» 課題の条件:
1. 「夜と霧」の紹介文の内容を二文で要約せよ。
2. 「夜と霧」の紹介文を、最後の文の後から引き継いで書き進めよ。

「夜と霧」という本
著者はヴィクトール・E・フランクルと言います。1905年に生まれて精神医学を学ぶもののナチスによってユダヤ人がドイツ人を治療することを禁止される。1942年に強制収容所に収容される。1944年10月にアウシュビッツに送られるが3か月後に別の収容所に送られ1945年4月にアメリカ軍によって解放された。
収容者のなかから最も劣悪な人間が「カポー」という収容者から選抜されたユダヤ人に、収容者を管理させていた。アウシュビッツに貨車がつくと、カポーが乗り込んできて金目の物を取り上げる。
アウシュビッツに付く前の4日間でパン一切れ(150グラム)が与えられただけ。3段の板に寝る。1段あたりに9人。毛布は2枚。枕はなし。足をちょっと引きずるだけで命取り。
第一段階のクライマックスとしての心理学的反応として、それまでの人生をなかった事にした。
第二段階の心理反応になると殴られても感じなくなる。
飢餓浮腫が進み皮膚は膝が曲がらないほどに突っ張りだす。氷点下20度での作業でも手袋はない、靴下もない。足は凍傷になり霜焼けは崩れる。一歩一歩が地獄の苦しみなる。
収容所での精神生活は生き延びること、食欲のみに退行していく。最後の皮下脂肪を消費すると筋肉組織が消えていく。
愛する人の面影に思いを凝らせば、ほんの一時であれ安息を得られるものである。耐え難い苦痛も愛する人の面影や眼差しを呼び出すことで、なんとか耐えることができる。
状況により価値はあっという間に崩れ落ちる。没価値化は人格をも容赦しない。ついには自我までが無価値になっていく。感情消滅の原因は、決断を迫られるとその多くは生死がかかったことによる。運命が決断の重圧を取り払ってくれる。
感情の鈍麻といらだちの原因は、空腹と睡眠不足。睡眠不足の原因は過密で不衛生な居住空間とシラミ。そしてコンプレックス。
あの環境の中においても、感情の消滅を克服し、感情を暴走させず、自我を見失わなかった人の例は、数こそ少ないが何人かは散見された。弱ったものになけなしのパンを分け与える人もいた。

» データ:
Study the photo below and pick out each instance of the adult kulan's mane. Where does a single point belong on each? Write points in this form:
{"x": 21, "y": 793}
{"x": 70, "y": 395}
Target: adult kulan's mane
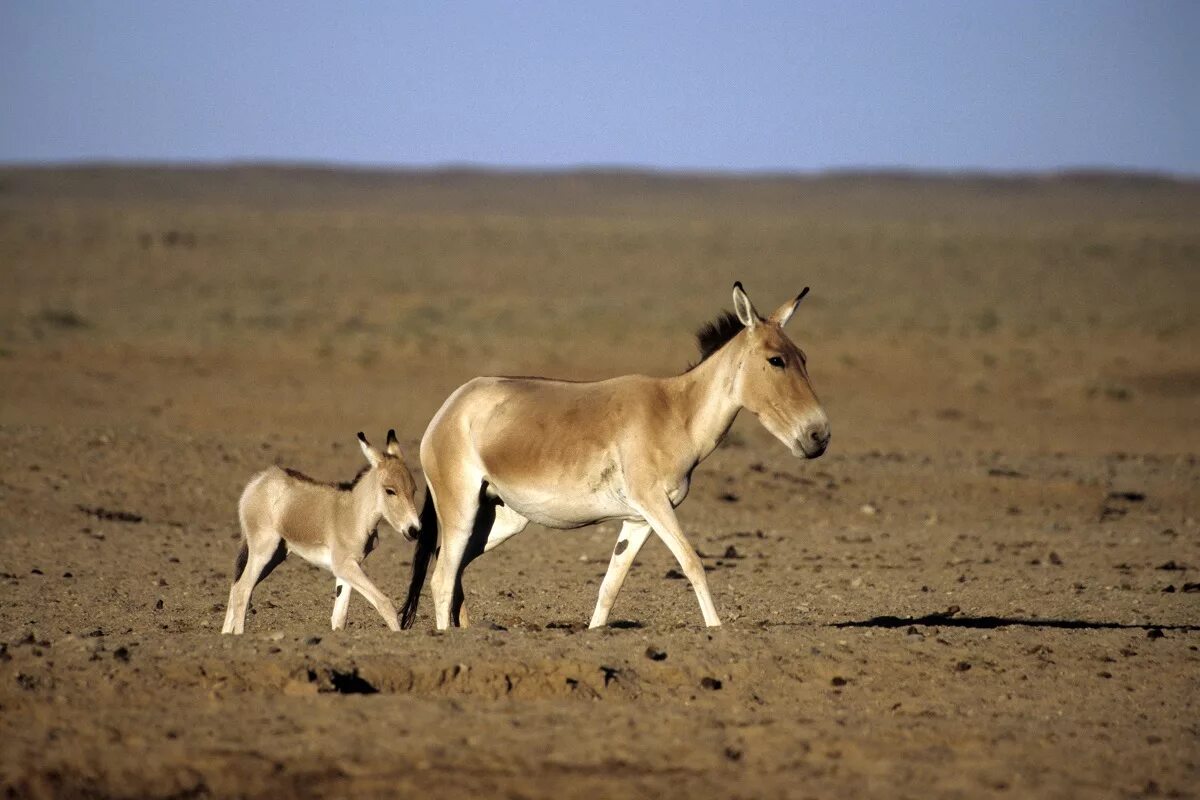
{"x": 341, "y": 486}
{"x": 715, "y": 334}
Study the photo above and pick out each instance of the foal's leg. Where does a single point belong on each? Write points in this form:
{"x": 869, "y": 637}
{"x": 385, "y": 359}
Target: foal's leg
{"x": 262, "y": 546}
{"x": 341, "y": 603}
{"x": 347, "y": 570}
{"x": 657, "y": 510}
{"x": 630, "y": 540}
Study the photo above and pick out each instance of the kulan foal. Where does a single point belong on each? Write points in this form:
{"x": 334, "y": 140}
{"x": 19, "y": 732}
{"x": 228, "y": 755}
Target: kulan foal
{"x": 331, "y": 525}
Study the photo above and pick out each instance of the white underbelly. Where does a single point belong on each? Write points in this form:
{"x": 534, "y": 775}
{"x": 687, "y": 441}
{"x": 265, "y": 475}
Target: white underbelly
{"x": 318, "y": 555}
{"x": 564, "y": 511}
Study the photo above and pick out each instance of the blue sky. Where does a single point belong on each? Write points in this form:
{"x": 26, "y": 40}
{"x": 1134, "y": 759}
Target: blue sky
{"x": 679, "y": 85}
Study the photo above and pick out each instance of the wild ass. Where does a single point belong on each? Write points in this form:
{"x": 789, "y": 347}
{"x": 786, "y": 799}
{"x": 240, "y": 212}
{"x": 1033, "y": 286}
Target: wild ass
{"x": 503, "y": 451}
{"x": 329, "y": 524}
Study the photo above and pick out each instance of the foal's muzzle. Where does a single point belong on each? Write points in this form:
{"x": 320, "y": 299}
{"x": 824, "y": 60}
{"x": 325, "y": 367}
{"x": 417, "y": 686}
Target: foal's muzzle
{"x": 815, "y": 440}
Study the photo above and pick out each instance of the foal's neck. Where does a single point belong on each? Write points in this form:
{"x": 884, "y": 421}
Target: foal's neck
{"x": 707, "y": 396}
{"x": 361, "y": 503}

» 演習の解答:
1. 「夜と霧」の著者ヴィクトール・E・フランクルは精神医学を学んだが、1942年に強制収容所に収容され、アウシュビッツなどを経て1945年4月にアメリカ軍によって解放された。収容所では空腹や寒さ、睡眠不足のなかで感情が鈍り、精神生活は生き延びることと食欲だけに退行していったが、感情の消滅を克服して自我を見失わなかった人もわずかにいた。

2.
生きること、死ぬことに意味のあるものにするのは、自分のありようががんじがらめに制限される中においても、「どのように覚悟するか」にかかっている。
収容所におけるすべての苦しみや死には、どのような意味があるのだろうか? 強制収容所の人間の内面がいびつに歪むのは、最終的には個々人の自由な決断いかんにかかっている。
現実を無価値なものにすることは、ついには節操を失い堕落につながった。生きる目的を失えば節度も人間性も無駄なものでしかないからだ。自分の未来を信じることができなかった者は破綻した。精神的にも身体的にも自分を見捨てる。何も恐れなくなる。自らの糞尿にまみれたまま横たわり、何も心をわずらわせることがなくなる。
自己放棄と破綻は、未来の喪失と密接につながっている。ニーチェは言った。「なぜ生きるかを知っているものは、どのように生きることにも耐えられる」。
必要なのは、生きることが私達になにを期待しているのか というふうに発想を180度転換する事だった。
一方が悪魔で、もう一方が天使だという境界線は引けない。この世の中には、「まともな人間」と「まともではない人間」の2つの種族しかおらず、その境界は一人の人間の中で固定されているわけではない。